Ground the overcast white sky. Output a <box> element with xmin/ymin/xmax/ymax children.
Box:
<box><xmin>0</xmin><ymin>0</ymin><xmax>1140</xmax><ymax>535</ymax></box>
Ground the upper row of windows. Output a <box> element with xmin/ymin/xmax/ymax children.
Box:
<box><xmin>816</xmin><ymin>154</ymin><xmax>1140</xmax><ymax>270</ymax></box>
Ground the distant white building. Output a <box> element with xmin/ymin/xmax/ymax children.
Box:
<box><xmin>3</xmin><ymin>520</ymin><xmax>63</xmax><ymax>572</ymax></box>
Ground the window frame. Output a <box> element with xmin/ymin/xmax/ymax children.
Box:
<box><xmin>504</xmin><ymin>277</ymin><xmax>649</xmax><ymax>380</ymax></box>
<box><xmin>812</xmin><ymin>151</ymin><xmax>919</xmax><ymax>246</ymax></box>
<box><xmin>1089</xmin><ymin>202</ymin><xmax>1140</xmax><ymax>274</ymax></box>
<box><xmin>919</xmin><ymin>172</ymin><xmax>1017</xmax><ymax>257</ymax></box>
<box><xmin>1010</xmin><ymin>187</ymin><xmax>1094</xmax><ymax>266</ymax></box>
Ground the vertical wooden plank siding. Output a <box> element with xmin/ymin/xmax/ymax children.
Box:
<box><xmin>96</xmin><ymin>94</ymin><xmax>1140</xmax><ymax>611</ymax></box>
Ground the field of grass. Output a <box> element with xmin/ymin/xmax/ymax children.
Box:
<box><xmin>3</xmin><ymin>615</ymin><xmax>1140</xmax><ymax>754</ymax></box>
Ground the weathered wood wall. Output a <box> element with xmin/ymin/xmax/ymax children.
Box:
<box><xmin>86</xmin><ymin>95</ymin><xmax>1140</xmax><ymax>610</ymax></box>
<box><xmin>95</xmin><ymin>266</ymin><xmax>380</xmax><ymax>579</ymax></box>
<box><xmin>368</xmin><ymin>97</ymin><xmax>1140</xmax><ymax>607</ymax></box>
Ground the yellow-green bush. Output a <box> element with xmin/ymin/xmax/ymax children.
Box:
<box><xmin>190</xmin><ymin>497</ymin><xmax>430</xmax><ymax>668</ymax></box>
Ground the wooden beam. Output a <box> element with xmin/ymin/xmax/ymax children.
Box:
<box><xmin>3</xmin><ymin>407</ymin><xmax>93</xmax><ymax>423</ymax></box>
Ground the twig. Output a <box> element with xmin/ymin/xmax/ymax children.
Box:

● ● ● ●

:: Prompt ::
Reproduce all of the rows above verbatim, keeping every character unchanged.

:: Exercise solution ::
Ground the overcast white sky. Output a <box> element with xmin/ymin/xmax/ymax children.
Box:
<box><xmin>0</xmin><ymin>0</ymin><xmax>1140</xmax><ymax>535</ymax></box>
Ground the upper row of windows. Output a <box> element with xmin/ymin/xmax/ymax children.
Box:
<box><xmin>816</xmin><ymin>154</ymin><xmax>1140</xmax><ymax>270</ymax></box>
Ground the distant white building. Output a <box> element with xmin/ymin/xmax/ymax children.
Box:
<box><xmin>3</xmin><ymin>520</ymin><xmax>63</xmax><ymax>572</ymax></box>
Ground the window frame. Output a <box> element with xmin/ymin/xmax/ymax children.
Box:
<box><xmin>504</xmin><ymin>277</ymin><xmax>649</xmax><ymax>380</ymax></box>
<box><xmin>812</xmin><ymin>151</ymin><xmax>919</xmax><ymax>246</ymax></box>
<box><xmin>1089</xmin><ymin>202</ymin><xmax>1140</xmax><ymax>274</ymax></box>
<box><xmin>919</xmin><ymin>172</ymin><xmax>1017</xmax><ymax>257</ymax></box>
<box><xmin>1010</xmin><ymin>187</ymin><xmax>1094</xmax><ymax>266</ymax></box>
Ground the vertical wooden plank siding. Output a <box> element with xmin/ymin/xmax/ymax children.
Box:
<box><xmin>96</xmin><ymin>94</ymin><xmax>1140</xmax><ymax>611</ymax></box>
Ground the field of grass. Output a <box> element with xmin/ymin/xmax/ymax children.
Box:
<box><xmin>3</xmin><ymin>615</ymin><xmax>1140</xmax><ymax>754</ymax></box>
Ground the weathered wood wall. Output a <box> element with xmin/ymin/xmax/ymax children.
Box:
<box><xmin>86</xmin><ymin>95</ymin><xmax>1140</xmax><ymax>610</ymax></box>
<box><xmin>95</xmin><ymin>266</ymin><xmax>380</xmax><ymax>579</ymax></box>
<box><xmin>368</xmin><ymin>97</ymin><xmax>1140</xmax><ymax>607</ymax></box>
Ground the yellow-green bush. Output a <box> element with xmin/ymin/xmax/ymax children.
Box:
<box><xmin>190</xmin><ymin>497</ymin><xmax>430</xmax><ymax>668</ymax></box>
Ground the wooden beam. Output a <box> element with xmin/ymin/xmax/ymax children.
Box:
<box><xmin>3</xmin><ymin>407</ymin><xmax>93</xmax><ymax>423</ymax></box>
Ground the twig. Output a <box> element with xmin/ymin/xmax/ymax children.
Box:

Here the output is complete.